— START OF Supplied records —

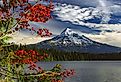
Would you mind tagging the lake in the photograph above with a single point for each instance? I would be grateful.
(89, 71)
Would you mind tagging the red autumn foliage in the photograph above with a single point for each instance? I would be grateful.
(27, 57)
(28, 12)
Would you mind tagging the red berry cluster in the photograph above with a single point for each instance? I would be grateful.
(59, 80)
(27, 57)
(28, 12)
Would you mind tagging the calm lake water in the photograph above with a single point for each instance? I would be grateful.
(86, 71)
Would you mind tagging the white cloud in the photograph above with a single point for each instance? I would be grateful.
(112, 38)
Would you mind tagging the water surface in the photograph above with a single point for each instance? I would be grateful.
(86, 71)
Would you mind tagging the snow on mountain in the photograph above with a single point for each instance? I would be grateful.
(70, 37)
(71, 41)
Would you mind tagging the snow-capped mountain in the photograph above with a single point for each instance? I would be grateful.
(70, 37)
(71, 41)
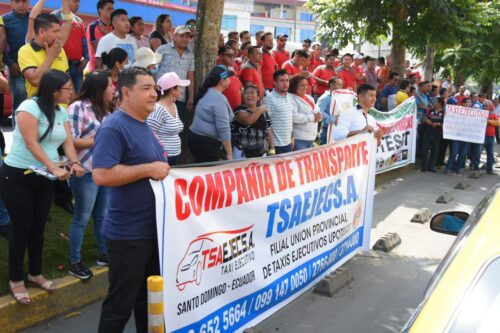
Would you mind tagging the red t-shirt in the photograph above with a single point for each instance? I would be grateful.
(316, 62)
(460, 99)
(324, 73)
(74, 44)
(348, 76)
(490, 129)
(233, 92)
(281, 57)
(249, 73)
(268, 66)
(359, 71)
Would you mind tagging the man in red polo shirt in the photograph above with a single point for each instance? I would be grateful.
(280, 54)
(75, 46)
(250, 72)
(347, 73)
(296, 65)
(268, 64)
(98, 29)
(233, 92)
(316, 59)
(323, 74)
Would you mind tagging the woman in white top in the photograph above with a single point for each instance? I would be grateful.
(305, 119)
(165, 120)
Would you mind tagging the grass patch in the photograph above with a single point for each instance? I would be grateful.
(55, 249)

— END OF Supplied records —

■ Exercise task ■
Reproduce every line of the listing above verbatim, leaving out the pictures.

■ Solution for this problem ■
Would you mind tagging the lake in the photograph above with a single point for each instance? I would be grateful.
(89, 71)
Would you mind tagging the red autumn foliage in the photograph above with a single point for each instance? I would be grateful.
(27, 57)
(28, 12)
Would you mind tagging the red berry cluster in the photograph above with a single point for each instance? I would be grateful.
(59, 80)
(27, 57)
(28, 12)
Would you mind tagging the calm lake water in the photograph above with a single point for each instance? I would be grateful.
(86, 71)
Would you mind tagging the white cloud in the photograph above with a single point for each instance? I would be grateful.
(112, 38)
Would you mind tagging the water surface in the photograph above with a single point for each instance? I would be grateful.
(86, 71)
Would you mind tagging the snow on mountain in the photograph above with a single point for each instance? I would be grateful.
(70, 37)
(71, 41)
Would you mind tagging the snow-capped mountain in the photograph above with a single point for each instance? I would be grateful.
(70, 37)
(71, 41)
Would you mind tagging the red t-shirt in the photograph above with a single point for each instance? I would be grateful.
(316, 62)
(460, 99)
(324, 73)
(74, 44)
(348, 76)
(490, 129)
(233, 92)
(281, 57)
(249, 73)
(268, 66)
(359, 71)
Would you mind tagging the man in red polo shirt in the photograph above with a single point for each instance? I would be grateful.
(280, 54)
(75, 46)
(250, 72)
(347, 73)
(296, 65)
(268, 64)
(98, 29)
(233, 92)
(316, 59)
(323, 74)
Would you mind tagging the woman in white top in the photograph above with a single point for each instance? I would be grateful.
(305, 119)
(165, 120)
Would you mind tagging the grass patch in the photograph above with a single point for each instance? I would be grateful.
(55, 249)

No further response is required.